» **ASSIGNED TASK 1**: Please decide whether each statement agrees with the Blind Tom excerpt: (a) Tom's Vocal Compositions were published when he was seventeen; (b) the excerpt is the second instalment of the series; (c) his master's nephew said Tom's visions were loaded with peculiarities in his later years. Answer yes or no for each, quoting the deciding words.
» **ASSIGNED TASK 2**:
Answer these questions from the Blind Tom excerpt:
(a) Which press published the biography?
(b) What is the name of Deirdre O'Connell's website?
(c) In the song lyrics, what was snatched out of his hands?
» **ASSIGNED TASK 3**: Carry on the Blind Tom excerpt, picking up right after its final line of song lyrics.

───── SELECTED PASSAGE ─────

Tuesday, September 4, 2012

Deirdre O'Connell: 'Blind Tom showed a profound and highly idiosyncratic aptitude for language.'


[The Ballad of Blind Tom, Slave Pianist: America's Lost Musical Genius; Deirdre O’Connell; Overlook Press (2009)]


This is the third instalment of Africlassical’s excerpts from the Ballad of Blind Tom, Deirdre O'Connell’s biography about 19th century pianist and autistic savant, “Blind Tom” Wiggins.  Her website is BlindTom.org:

I’LL DO YOUR TOPLEY


From the time he was young, Blind Tom showed a profound and highly idiosyncratic aptitude for language. His master’s nephew remembers that he “had the loveliest of visions, almost like poems but in his later years were loaded with peculiarities.” A few of these ‘poems’ survive in the form of his Vocal Compositions, published when he was seventeen and through pieces like The Man Who Snatched The Cornet Out of His Hands we can begin to fathom the mysterious gap between what made sense to Tom and what makes sense to the rest of us.

Tell him to come up/I’ll do your Topley/Don’t be uneasy/Until I see you.
Now he has gone up/Into his mason/Now you had hurt/Your Topley last night
Now comes the tutti/Don’t be in a hurry/Now I will have your/Band for to play me.
One man had come up/And bought his cymbals/And snatched his cornet/
Out of his hands.

───── MATERIAL SHOWN ─────

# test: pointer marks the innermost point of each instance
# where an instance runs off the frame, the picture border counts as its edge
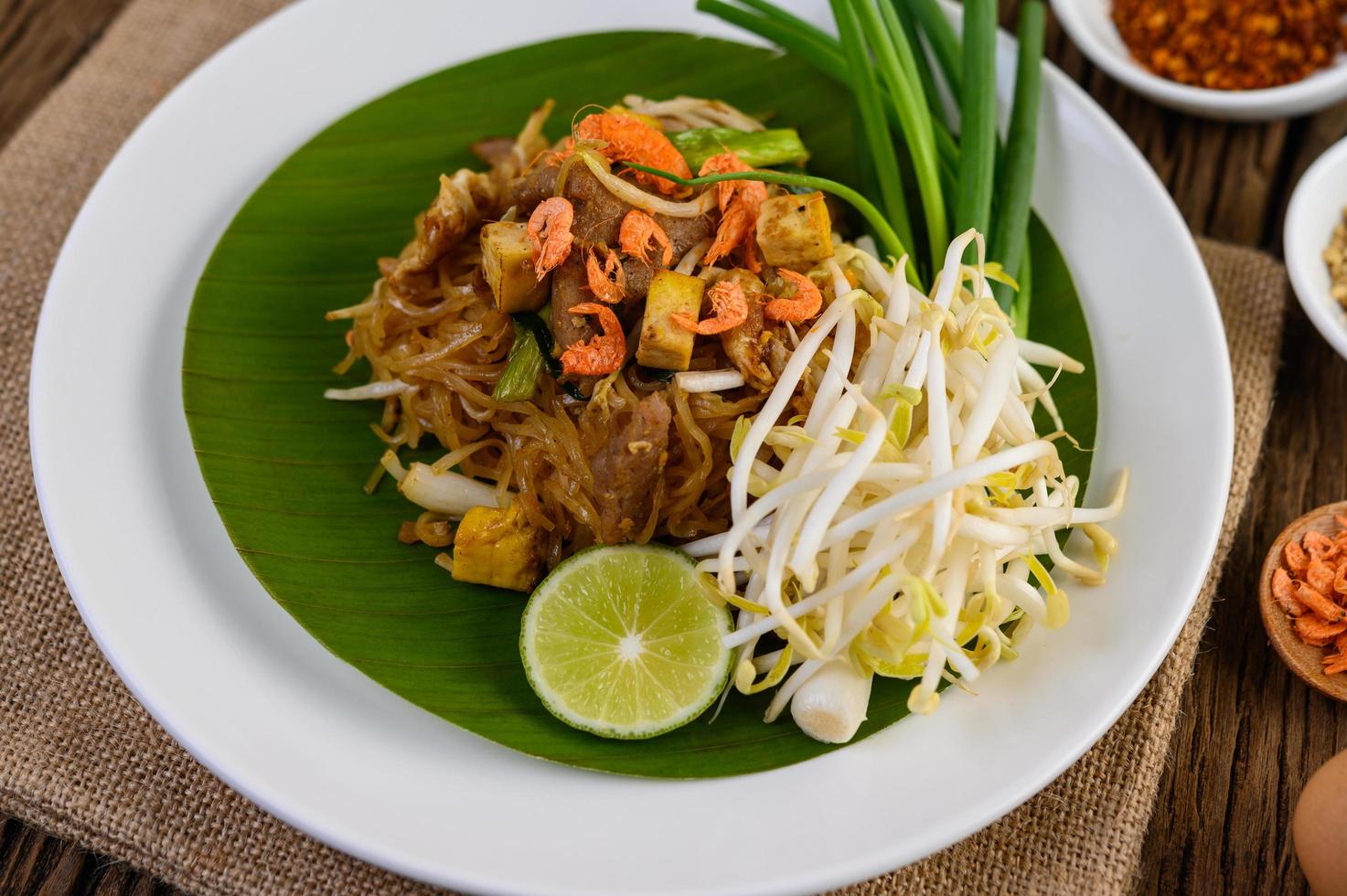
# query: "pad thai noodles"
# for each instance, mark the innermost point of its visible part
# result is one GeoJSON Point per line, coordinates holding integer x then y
{"type": "Point", "coordinates": [646, 332]}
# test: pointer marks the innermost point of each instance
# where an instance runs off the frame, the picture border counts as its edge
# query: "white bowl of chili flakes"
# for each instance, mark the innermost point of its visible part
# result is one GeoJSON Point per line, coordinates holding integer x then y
{"type": "Point", "coordinates": [1233, 48]}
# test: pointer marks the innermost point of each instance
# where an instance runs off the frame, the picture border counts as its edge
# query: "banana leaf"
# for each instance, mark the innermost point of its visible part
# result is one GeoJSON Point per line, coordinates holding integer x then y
{"type": "Point", "coordinates": [284, 466]}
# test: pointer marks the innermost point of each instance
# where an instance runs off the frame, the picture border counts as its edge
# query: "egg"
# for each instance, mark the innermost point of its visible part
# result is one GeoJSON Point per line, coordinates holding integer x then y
{"type": "Point", "coordinates": [1319, 829]}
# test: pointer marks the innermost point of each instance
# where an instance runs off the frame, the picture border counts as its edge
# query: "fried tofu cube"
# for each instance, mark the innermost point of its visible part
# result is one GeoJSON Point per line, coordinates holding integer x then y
{"type": "Point", "coordinates": [498, 548]}
{"type": "Point", "coordinates": [664, 344]}
{"type": "Point", "coordinates": [795, 230]}
{"type": "Point", "coordinates": [508, 267]}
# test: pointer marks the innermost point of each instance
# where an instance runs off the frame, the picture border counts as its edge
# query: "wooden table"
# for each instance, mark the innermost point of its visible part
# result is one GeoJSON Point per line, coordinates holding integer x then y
{"type": "Point", "coordinates": [1250, 733]}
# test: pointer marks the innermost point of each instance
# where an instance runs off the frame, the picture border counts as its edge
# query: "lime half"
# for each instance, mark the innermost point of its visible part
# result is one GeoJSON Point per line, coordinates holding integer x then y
{"type": "Point", "coordinates": [623, 642]}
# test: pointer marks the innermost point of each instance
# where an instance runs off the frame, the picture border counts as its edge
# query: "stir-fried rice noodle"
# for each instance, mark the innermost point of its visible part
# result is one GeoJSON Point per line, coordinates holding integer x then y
{"type": "Point", "coordinates": [882, 500]}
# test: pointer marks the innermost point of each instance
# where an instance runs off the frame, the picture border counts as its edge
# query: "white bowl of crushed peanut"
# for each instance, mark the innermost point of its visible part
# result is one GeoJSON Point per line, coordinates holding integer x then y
{"type": "Point", "coordinates": [1315, 241]}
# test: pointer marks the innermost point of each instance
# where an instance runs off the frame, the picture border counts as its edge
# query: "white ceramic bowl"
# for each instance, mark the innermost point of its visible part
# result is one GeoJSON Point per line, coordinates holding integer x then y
{"type": "Point", "coordinates": [1315, 208]}
{"type": "Point", "coordinates": [230, 676]}
{"type": "Point", "coordinates": [1090, 26]}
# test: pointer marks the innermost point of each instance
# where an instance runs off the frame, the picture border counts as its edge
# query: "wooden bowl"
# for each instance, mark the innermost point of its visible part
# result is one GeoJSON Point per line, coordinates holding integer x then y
{"type": "Point", "coordinates": [1303, 659]}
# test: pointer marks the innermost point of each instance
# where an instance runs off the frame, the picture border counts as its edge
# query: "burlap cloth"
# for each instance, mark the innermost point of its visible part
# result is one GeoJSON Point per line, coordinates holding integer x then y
{"type": "Point", "coordinates": [80, 757]}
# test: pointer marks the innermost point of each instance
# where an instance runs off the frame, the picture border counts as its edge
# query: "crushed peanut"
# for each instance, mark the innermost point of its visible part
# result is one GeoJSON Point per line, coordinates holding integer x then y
{"type": "Point", "coordinates": [1335, 256]}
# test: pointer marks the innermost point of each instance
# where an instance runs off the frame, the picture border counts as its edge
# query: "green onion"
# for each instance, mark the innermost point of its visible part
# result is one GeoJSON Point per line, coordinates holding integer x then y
{"type": "Point", "coordinates": [866, 91]}
{"type": "Point", "coordinates": [928, 87]}
{"type": "Point", "coordinates": [893, 59]}
{"type": "Point", "coordinates": [817, 48]}
{"type": "Point", "coordinates": [977, 116]}
{"type": "Point", "coordinates": [756, 148]}
{"type": "Point", "coordinates": [1020, 304]}
{"type": "Point", "coordinates": [945, 42]}
{"type": "Point", "coordinates": [882, 232]}
{"type": "Point", "coordinates": [777, 27]}
{"type": "Point", "coordinates": [1014, 179]}
{"type": "Point", "coordinates": [518, 380]}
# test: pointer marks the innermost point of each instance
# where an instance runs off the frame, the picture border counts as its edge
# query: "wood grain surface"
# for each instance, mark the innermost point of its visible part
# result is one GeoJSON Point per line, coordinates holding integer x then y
{"type": "Point", "coordinates": [1252, 733]}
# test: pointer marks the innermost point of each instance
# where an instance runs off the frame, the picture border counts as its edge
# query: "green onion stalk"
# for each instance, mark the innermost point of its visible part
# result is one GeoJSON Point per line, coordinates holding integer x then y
{"type": "Point", "coordinates": [884, 54]}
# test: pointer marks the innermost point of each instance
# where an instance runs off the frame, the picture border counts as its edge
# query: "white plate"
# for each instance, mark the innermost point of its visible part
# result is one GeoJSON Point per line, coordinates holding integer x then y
{"type": "Point", "coordinates": [1090, 26]}
{"type": "Point", "coordinates": [1316, 207]}
{"type": "Point", "coordinates": [309, 739]}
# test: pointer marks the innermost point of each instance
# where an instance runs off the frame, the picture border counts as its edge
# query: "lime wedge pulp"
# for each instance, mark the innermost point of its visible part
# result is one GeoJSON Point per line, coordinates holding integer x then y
{"type": "Point", "coordinates": [624, 642]}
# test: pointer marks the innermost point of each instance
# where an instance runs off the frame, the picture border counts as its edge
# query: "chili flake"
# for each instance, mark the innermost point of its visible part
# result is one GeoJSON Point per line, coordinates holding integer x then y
{"type": "Point", "coordinates": [1233, 45]}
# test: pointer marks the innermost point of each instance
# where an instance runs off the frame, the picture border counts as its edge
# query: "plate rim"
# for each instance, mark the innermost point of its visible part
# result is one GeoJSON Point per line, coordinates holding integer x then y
{"type": "Point", "coordinates": [835, 873]}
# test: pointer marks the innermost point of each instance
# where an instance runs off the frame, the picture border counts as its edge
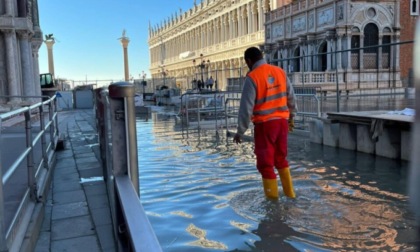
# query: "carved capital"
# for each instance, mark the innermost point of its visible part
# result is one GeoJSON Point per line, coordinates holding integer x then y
{"type": "Point", "coordinates": [24, 34]}
{"type": "Point", "coordinates": [8, 32]}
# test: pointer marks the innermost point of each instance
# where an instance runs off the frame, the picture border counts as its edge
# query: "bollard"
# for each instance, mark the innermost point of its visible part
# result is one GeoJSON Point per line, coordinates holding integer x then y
{"type": "Point", "coordinates": [124, 135]}
{"type": "Point", "coordinates": [3, 244]}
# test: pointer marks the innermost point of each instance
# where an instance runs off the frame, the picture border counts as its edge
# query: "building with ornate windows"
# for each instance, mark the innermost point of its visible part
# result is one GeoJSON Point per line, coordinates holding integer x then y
{"type": "Point", "coordinates": [304, 36]}
{"type": "Point", "coordinates": [208, 40]}
{"type": "Point", "coordinates": [20, 40]}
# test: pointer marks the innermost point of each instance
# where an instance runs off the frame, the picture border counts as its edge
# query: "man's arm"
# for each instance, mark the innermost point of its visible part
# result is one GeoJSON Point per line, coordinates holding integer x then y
{"type": "Point", "coordinates": [246, 106]}
{"type": "Point", "coordinates": [291, 98]}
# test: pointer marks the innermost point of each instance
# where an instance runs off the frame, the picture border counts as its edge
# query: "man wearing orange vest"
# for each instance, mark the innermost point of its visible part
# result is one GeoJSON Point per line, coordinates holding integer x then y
{"type": "Point", "coordinates": [268, 100]}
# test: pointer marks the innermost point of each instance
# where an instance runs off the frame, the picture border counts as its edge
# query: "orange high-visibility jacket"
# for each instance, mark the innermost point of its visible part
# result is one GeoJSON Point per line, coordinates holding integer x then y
{"type": "Point", "coordinates": [271, 93]}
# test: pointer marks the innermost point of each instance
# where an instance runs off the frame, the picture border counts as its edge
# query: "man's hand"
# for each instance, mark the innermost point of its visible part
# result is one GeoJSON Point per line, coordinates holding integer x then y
{"type": "Point", "coordinates": [237, 138]}
{"type": "Point", "coordinates": [291, 124]}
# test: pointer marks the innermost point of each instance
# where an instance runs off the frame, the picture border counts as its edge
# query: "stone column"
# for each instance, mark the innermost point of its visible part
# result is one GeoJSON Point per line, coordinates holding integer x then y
{"type": "Point", "coordinates": [397, 52]}
{"type": "Point", "coordinates": [254, 18]}
{"type": "Point", "coordinates": [260, 15]}
{"type": "Point", "coordinates": [361, 65]}
{"type": "Point", "coordinates": [9, 8]}
{"type": "Point", "coordinates": [249, 14]}
{"type": "Point", "coordinates": [26, 58]}
{"type": "Point", "coordinates": [124, 42]}
{"type": "Point", "coordinates": [348, 42]}
{"type": "Point", "coordinates": [50, 44]}
{"type": "Point", "coordinates": [12, 75]}
{"type": "Point", "coordinates": [239, 20]}
{"type": "Point", "coordinates": [339, 48]}
{"type": "Point", "coordinates": [329, 55]}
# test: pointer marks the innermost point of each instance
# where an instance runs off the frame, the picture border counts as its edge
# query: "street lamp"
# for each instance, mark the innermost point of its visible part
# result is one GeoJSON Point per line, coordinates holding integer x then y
{"type": "Point", "coordinates": [143, 83]}
{"type": "Point", "coordinates": [203, 65]}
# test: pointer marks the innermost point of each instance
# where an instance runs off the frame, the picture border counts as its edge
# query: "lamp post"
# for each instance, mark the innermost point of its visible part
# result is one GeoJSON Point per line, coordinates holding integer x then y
{"type": "Point", "coordinates": [203, 64]}
{"type": "Point", "coordinates": [143, 83]}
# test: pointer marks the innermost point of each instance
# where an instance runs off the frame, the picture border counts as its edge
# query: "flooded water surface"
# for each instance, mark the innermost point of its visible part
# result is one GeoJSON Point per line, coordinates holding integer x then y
{"type": "Point", "coordinates": [202, 192]}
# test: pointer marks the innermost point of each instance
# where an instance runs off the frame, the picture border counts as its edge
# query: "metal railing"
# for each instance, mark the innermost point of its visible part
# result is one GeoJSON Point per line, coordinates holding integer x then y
{"type": "Point", "coordinates": [25, 161]}
{"type": "Point", "coordinates": [115, 114]}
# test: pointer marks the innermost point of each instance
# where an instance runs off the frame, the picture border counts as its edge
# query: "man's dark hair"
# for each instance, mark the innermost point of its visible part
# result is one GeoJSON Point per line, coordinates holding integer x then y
{"type": "Point", "coordinates": [253, 54]}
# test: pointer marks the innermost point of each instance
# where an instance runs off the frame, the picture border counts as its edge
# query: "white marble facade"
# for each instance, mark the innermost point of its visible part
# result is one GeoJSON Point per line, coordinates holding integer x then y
{"type": "Point", "coordinates": [302, 37]}
{"type": "Point", "coordinates": [217, 29]}
{"type": "Point", "coordinates": [20, 40]}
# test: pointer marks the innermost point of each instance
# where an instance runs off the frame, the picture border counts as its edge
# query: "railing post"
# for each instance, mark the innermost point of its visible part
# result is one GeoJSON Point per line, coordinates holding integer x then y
{"type": "Point", "coordinates": [50, 116]}
{"type": "Point", "coordinates": [3, 245]}
{"type": "Point", "coordinates": [30, 157]}
{"type": "Point", "coordinates": [100, 122]}
{"type": "Point", "coordinates": [124, 135]}
{"type": "Point", "coordinates": [43, 138]}
{"type": "Point", "coordinates": [414, 175]}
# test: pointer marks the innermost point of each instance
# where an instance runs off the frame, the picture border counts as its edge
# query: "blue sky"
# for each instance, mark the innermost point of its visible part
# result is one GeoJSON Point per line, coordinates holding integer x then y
{"type": "Point", "coordinates": [87, 32]}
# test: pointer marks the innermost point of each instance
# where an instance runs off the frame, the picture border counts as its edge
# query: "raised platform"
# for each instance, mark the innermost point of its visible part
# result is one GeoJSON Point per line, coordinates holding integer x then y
{"type": "Point", "coordinates": [382, 133]}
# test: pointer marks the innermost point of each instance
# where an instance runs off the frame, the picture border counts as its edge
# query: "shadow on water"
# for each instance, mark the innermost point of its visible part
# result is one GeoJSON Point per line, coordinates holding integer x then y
{"type": "Point", "coordinates": [203, 193]}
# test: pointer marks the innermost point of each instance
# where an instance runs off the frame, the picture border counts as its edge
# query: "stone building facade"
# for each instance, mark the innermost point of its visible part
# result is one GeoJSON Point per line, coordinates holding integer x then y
{"type": "Point", "coordinates": [20, 40]}
{"type": "Point", "coordinates": [409, 13]}
{"type": "Point", "coordinates": [304, 35]}
{"type": "Point", "coordinates": [208, 40]}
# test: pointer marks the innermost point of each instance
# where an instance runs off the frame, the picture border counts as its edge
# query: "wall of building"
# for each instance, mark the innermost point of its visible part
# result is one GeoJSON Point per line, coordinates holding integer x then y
{"type": "Point", "coordinates": [20, 40]}
{"type": "Point", "coordinates": [408, 24]}
{"type": "Point", "coordinates": [218, 30]}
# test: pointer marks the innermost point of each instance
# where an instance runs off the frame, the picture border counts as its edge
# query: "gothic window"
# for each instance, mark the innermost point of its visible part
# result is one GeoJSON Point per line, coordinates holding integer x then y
{"type": "Point", "coordinates": [386, 51]}
{"type": "Point", "coordinates": [371, 39]}
{"type": "Point", "coordinates": [296, 61]}
{"type": "Point", "coordinates": [355, 43]}
{"type": "Point", "coordinates": [323, 57]}
{"type": "Point", "coordinates": [414, 7]}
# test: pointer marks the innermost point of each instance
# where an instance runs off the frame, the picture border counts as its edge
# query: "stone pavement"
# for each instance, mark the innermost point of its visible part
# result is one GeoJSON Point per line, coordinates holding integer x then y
{"type": "Point", "coordinates": [77, 212]}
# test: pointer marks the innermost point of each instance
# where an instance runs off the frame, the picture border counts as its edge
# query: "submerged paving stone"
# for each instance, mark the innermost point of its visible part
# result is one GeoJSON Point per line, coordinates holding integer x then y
{"type": "Point", "coordinates": [72, 227]}
{"type": "Point", "coordinates": [87, 243]}
{"type": "Point", "coordinates": [69, 210]}
{"type": "Point", "coordinates": [69, 197]}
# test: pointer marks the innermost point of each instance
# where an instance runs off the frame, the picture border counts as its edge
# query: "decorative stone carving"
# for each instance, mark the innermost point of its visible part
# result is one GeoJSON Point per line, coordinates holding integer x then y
{"type": "Point", "coordinates": [325, 17]}
{"type": "Point", "coordinates": [340, 12]}
{"type": "Point", "coordinates": [299, 24]}
{"type": "Point", "coordinates": [278, 30]}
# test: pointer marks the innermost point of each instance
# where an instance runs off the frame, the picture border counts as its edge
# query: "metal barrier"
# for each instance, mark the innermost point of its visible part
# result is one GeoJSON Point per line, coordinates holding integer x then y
{"type": "Point", "coordinates": [26, 161]}
{"type": "Point", "coordinates": [115, 114]}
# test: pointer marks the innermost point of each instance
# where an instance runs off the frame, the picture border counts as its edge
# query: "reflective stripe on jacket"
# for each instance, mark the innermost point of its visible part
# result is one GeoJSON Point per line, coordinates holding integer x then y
{"type": "Point", "coordinates": [271, 93]}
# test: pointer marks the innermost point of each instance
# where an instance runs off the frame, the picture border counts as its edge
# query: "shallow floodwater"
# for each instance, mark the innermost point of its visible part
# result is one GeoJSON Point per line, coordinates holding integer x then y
{"type": "Point", "coordinates": [202, 192]}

─────

» **WRITTEN REPLY 1**:
(a) Yes: "published when he was seventeen"
(b) No: "This is the third instalment"
(c) Yes: "but in his later years were loaded with peculiarities"

» **WRITTEN REPLY 2**:
(a) Overlook Press
(b) BlindTom.org
(c) His cornet

» **WRITTEN REPLY 3**:
At first glance, it is a nonsense although not an entire nonsense. The syntax holds, however simply, and the rhythm fits the eight line verse in 6/8 time. And while most individual lines make some kind of sense, the logic between one line and the next is less so. Most intriguing is Tom’s use of the words ‘Topley’, ‘tutti’ and ‘mason’. ‘Tutti’ – a musical term denoting ‘all together’ – is used in an appropriate, though unconventional, way. ‘Mason’ could be anything from a reference to the pianist William Mason, the secretive order, a tradesman, or even a phonics deviation of ‘mansion’ leaving ‘Topley’ as the only truly unfathomable word in Tom’s private lexicon. This poem was based on an actual occurrence experienced by Tom and perhaps, by random association, the meaning of ‘Topley’ became forever fixed in his mind.
Audiences who were captivated by the unexpected twists and turns of Tom’s paradoxical mind seemed to suffer from a weak information processing system of their own, refusing to integrate his myriad of talents into a meaningful whole. As far as they were concerned Blind Tom had a single gift that spontaneously arose and would never change. But Tom encapsulated the American experience more than they could ever imagine. Like him, the country was teetering on the verge of disintegration, the Union of States poised to shatter into a collection of disparate pieces. In the propaganda wars between abolition and slavery, Tom was both an instrument and cause celebre, a cipher of the new explosive acoustic landscape and an enduring symbol of the old.